Selected text:
"""

Lithography tools may enforce symmetry for repeated cells in a hierarchy of a hierarchical circuit design. For example, the tool may analyze the circuit design hierarchy to find periodically repeated cell structures and enforce symmetry within them. However, these tools are unable to identify symmetry across random areas which do not represent repeating cells in a hierarchical design. For example, these tools are unable to identify symmetry across circuit patterns that are made of portions of a circuit that are smaller than the smallest cell in the hierarchical circuit design or circuit patterns that span across multiple cells without overlapping with an entire cell of the hierarchy.
Embodiments enforce consistency and symmetry across random areas of the circuit design during mask synthesis. The system extracts unique circuit patterns from the circuit design and builds a mask solutions database that maps circuit patterns to mask patterns. The system identifies the set of unique circuit patterns by placing a search window at different locations in the circuit design. The system generates mask patterns for the set of unique circuit patterns and stores them in the mask solutions database. The system generates a mask for the circuit design using mask patterns stored in the mask solutions database.
In an embodiment, the system enforces certain properties in a mask based on corresponding properties in the circuit patterns. For example, the property may be a type of symmetry in a circuit pattern. Examples of different types of symmetry include rotation symmetry, mirror symmetry, translation symmetry, fractional pitch symmetry, or combinations of these. The system modifies the mask patterns to have the same property as the corresponding circuit patterns. The system replaces portions of the mask design using the modified mask patterns.
In one embodiment, the system identifies multiple mask patterns for a region of the circuit and resolves conflicts between the mask patterns to generate a mask for the circuit design. The system rasterizes each mask pattern for the region to generate an image mask representation of the mask pattern. The system determines a weighted aggregate of the image mask representations to generate an aggregate image mask representation. The system generates a mask pattern from the aggregate image mask representation and modifies the mask design to use the generated mask pattern.

"""

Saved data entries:

"""

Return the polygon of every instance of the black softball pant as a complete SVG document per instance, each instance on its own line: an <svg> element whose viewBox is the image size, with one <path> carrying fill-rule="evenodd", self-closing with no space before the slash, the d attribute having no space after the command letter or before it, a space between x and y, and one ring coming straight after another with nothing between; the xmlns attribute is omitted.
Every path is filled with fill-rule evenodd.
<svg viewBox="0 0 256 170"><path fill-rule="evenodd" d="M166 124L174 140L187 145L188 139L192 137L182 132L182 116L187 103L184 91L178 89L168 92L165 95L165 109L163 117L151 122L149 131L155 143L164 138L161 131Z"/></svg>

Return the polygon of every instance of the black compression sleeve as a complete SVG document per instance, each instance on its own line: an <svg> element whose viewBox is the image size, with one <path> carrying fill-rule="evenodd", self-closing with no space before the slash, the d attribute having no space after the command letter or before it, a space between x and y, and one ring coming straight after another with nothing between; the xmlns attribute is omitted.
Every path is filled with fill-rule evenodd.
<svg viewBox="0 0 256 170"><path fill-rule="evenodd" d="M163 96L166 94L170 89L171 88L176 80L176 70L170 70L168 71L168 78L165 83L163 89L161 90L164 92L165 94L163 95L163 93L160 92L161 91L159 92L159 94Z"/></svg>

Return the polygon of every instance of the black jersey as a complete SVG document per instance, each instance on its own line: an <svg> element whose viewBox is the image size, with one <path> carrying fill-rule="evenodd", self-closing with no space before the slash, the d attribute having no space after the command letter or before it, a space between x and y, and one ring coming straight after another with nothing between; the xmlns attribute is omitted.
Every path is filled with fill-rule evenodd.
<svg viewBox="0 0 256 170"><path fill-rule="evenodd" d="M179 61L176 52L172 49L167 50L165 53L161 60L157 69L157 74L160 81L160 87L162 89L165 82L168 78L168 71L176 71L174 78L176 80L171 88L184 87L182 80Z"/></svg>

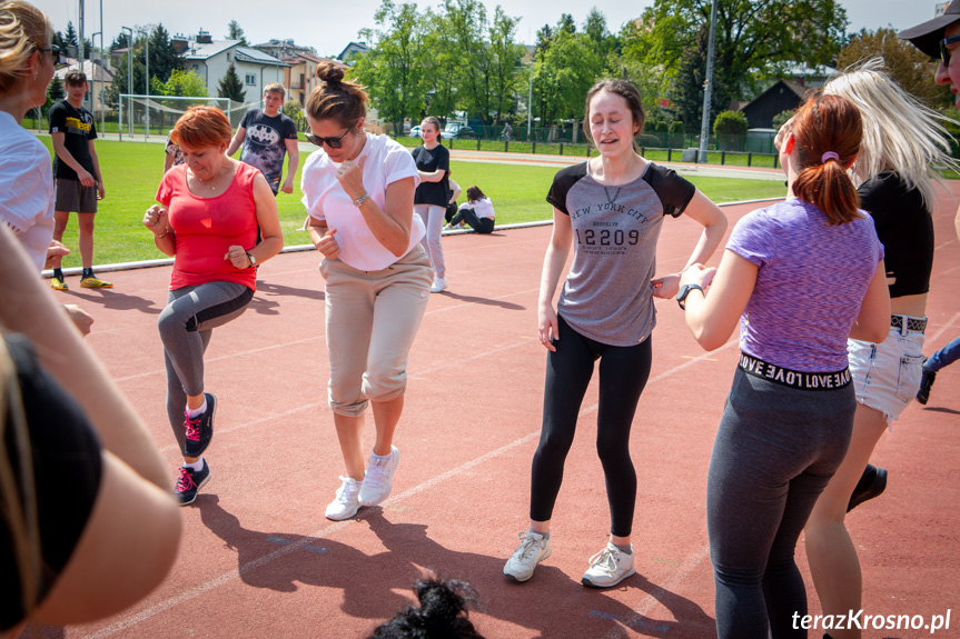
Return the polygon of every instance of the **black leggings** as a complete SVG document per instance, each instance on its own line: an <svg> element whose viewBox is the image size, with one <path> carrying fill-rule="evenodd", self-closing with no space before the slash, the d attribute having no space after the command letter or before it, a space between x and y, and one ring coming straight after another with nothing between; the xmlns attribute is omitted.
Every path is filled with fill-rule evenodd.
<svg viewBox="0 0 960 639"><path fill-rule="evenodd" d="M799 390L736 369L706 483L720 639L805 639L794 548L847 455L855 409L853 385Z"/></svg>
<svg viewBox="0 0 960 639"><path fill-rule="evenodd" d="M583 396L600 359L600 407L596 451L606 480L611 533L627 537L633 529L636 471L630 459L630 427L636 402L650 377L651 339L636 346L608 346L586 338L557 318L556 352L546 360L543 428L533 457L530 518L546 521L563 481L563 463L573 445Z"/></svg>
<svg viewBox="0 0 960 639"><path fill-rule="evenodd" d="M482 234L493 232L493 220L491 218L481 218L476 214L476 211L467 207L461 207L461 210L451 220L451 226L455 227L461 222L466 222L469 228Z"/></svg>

"""

Requirement 1:
Translate this sentence from the mask synthesis passage into Spanish: "The system generates mask patterns for the set of unique circuit patterns and stores them in the mask solutions database."
Requirement 2:
Echo the mask synthesis passage from "In an embodiment, the" up to and including "modified mask patterns.".

Written answer 1:
El sistema genera patrones de máscara para el conjunto de patrones de circuito únicos y los almacena en la base de datos de soluciones de máscara.

Written answer 2:
In an embodiment, the system enforces certain properties in a mask based on corresponding properties in the circuit patterns. For example, the property may be a type of symmetry in a circuit pattern. Examples of different types of symmetry include rotation symmetry, mirror symmetry, translation symmetry, fractional pitch symmetry, or combinations of these. The system modifies the mask patterns to have the same property as the corresponding circuit patterns. The system replaces portions of the mask design using the modified mask patterns.